-------- Material for this task

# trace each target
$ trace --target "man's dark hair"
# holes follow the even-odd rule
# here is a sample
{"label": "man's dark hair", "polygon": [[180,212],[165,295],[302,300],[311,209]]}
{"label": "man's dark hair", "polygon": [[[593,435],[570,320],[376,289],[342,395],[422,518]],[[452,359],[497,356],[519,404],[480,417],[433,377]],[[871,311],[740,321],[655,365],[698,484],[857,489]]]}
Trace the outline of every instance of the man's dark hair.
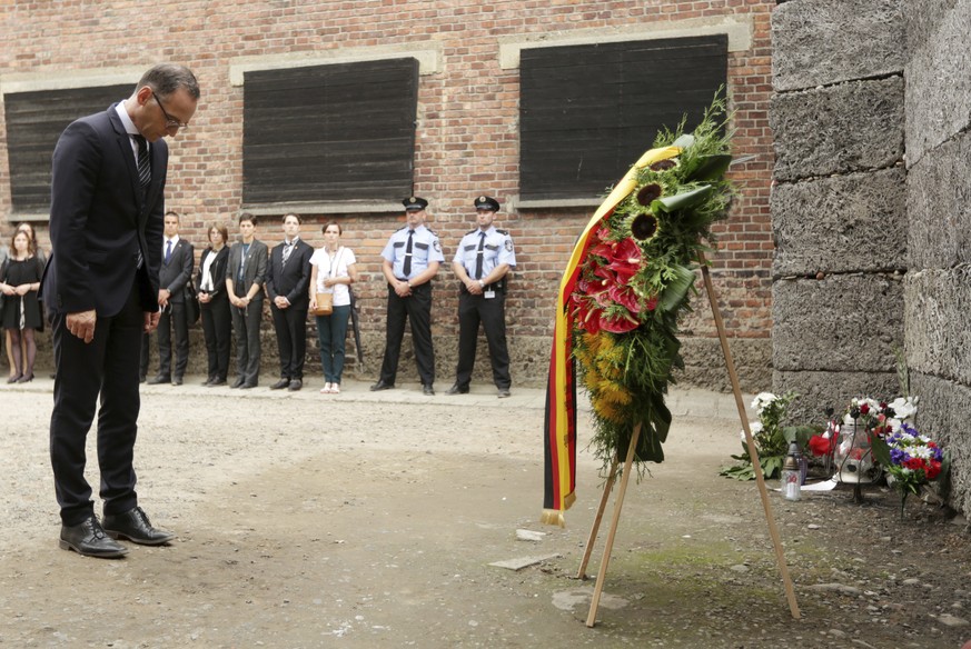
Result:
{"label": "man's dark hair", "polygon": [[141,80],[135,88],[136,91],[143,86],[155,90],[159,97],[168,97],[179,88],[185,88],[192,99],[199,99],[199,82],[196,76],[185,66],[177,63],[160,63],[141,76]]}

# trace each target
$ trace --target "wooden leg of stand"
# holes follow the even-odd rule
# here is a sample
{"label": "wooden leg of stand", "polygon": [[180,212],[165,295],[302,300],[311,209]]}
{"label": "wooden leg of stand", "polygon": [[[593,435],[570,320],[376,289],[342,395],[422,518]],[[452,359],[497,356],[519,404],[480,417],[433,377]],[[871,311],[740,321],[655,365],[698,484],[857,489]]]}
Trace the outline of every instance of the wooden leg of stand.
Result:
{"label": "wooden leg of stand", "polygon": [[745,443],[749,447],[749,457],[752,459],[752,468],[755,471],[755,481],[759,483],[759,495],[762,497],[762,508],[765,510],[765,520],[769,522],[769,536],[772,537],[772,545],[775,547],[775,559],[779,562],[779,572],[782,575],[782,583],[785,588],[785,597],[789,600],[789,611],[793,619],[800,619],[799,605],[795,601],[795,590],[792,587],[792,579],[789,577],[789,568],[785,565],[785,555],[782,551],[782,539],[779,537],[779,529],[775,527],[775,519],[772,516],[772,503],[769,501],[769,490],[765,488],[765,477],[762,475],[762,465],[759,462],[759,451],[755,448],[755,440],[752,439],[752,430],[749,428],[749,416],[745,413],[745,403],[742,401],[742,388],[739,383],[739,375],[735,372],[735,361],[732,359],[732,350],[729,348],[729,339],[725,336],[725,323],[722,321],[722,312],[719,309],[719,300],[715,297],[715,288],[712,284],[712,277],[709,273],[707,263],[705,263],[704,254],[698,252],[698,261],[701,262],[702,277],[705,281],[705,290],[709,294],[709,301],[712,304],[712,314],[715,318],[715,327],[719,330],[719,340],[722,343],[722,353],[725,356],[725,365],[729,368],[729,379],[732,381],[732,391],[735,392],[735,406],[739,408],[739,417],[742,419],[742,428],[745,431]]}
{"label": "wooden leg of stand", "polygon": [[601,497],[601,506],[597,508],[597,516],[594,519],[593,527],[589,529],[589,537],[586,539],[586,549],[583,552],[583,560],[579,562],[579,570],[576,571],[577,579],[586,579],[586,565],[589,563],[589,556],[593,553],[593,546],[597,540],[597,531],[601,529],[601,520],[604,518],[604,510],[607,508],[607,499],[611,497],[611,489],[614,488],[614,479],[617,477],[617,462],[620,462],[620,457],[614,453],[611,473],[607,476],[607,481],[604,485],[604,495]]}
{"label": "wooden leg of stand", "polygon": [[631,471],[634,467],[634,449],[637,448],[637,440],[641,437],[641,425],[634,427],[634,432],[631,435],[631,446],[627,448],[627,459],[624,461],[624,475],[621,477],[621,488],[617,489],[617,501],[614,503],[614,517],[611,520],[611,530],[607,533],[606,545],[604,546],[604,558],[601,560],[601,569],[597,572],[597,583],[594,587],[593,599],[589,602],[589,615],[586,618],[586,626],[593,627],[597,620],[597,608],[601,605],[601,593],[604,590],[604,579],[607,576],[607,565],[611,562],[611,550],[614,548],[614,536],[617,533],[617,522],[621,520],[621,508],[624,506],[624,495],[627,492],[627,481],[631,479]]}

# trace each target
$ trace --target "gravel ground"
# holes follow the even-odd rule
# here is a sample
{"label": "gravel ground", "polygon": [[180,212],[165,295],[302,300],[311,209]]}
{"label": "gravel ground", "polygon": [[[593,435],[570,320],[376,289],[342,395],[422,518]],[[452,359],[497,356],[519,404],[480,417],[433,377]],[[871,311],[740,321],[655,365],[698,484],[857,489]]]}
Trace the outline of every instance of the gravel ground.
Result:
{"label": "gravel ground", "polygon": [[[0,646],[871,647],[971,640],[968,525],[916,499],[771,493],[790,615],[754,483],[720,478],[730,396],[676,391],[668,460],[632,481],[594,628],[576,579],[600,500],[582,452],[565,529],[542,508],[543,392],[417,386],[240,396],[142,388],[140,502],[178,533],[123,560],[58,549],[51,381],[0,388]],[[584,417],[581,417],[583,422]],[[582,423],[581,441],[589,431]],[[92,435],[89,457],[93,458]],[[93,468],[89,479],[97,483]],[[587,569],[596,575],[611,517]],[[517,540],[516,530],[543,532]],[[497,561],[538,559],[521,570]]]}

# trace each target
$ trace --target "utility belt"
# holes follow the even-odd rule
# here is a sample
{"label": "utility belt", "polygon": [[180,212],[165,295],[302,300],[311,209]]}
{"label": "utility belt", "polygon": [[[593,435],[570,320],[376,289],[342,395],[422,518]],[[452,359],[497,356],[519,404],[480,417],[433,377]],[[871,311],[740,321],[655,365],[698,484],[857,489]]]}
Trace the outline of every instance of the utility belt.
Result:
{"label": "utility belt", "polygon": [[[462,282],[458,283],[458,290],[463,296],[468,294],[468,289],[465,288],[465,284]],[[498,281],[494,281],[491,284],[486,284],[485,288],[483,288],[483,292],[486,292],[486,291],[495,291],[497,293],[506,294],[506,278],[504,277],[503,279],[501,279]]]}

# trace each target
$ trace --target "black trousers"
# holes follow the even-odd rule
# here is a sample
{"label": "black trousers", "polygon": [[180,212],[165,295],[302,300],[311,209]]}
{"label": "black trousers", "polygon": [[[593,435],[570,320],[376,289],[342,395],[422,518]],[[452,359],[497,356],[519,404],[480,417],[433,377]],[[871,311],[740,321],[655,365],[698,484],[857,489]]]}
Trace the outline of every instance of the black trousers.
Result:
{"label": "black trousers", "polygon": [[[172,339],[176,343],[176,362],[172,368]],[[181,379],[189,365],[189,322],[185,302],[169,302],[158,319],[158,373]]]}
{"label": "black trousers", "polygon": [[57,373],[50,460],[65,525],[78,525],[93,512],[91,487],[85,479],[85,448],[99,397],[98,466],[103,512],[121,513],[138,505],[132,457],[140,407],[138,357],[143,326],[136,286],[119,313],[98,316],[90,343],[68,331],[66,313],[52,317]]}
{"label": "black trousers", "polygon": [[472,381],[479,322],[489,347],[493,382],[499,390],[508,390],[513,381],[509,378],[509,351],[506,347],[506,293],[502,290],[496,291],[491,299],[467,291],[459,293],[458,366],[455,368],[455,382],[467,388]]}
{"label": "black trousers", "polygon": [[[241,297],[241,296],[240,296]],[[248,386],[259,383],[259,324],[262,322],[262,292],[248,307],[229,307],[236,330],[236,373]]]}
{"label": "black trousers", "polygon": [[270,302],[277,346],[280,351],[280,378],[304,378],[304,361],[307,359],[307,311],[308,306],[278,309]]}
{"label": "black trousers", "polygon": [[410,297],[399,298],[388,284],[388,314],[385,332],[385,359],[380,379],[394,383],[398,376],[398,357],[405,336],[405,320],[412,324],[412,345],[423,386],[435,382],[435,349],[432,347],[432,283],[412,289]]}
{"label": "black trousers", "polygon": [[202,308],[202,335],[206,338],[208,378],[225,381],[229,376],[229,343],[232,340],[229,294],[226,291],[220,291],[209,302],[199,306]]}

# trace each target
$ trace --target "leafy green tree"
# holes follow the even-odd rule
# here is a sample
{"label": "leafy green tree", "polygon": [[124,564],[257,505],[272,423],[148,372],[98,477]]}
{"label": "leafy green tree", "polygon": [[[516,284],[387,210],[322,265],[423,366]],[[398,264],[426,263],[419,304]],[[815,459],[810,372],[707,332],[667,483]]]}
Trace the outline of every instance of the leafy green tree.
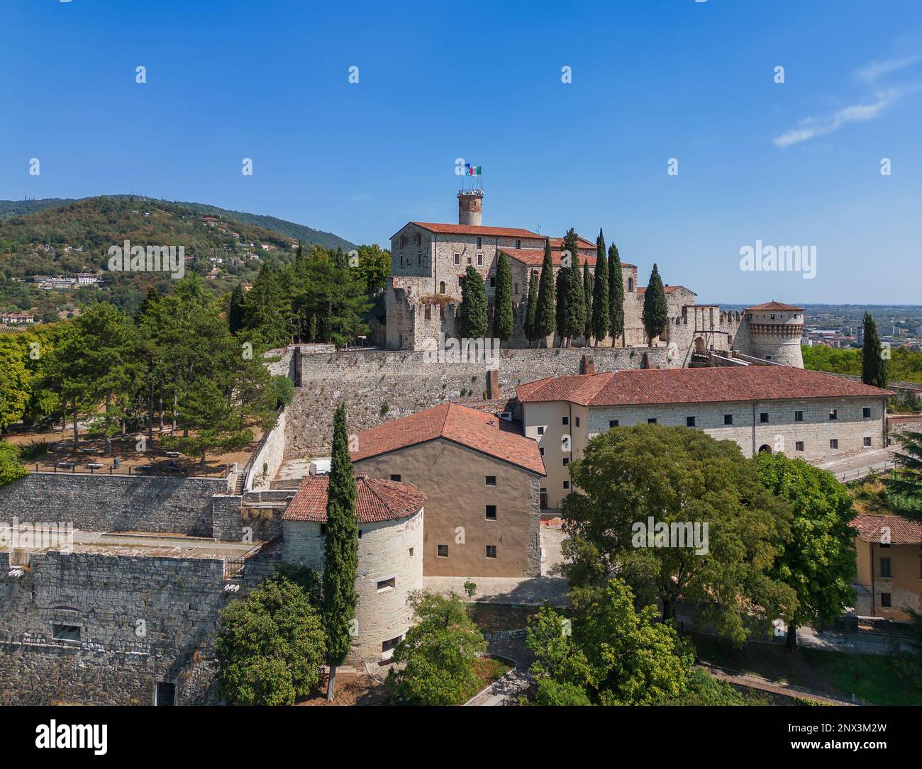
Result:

----------------

> _What the exercise asks_
Copy out every line of the items above that contains the word "instance".

> _Task response_
Trace the outline of every instance of the man's dark hair.
Trace the outline of every instance of the wooden leg of stand.
Trace the outline of every instance of the gravel ground.
Trace the outline of every instance of the utility belt.
Trace the outline of every instance of the black trousers.
Trace the outline of every instance of the leafy green tree.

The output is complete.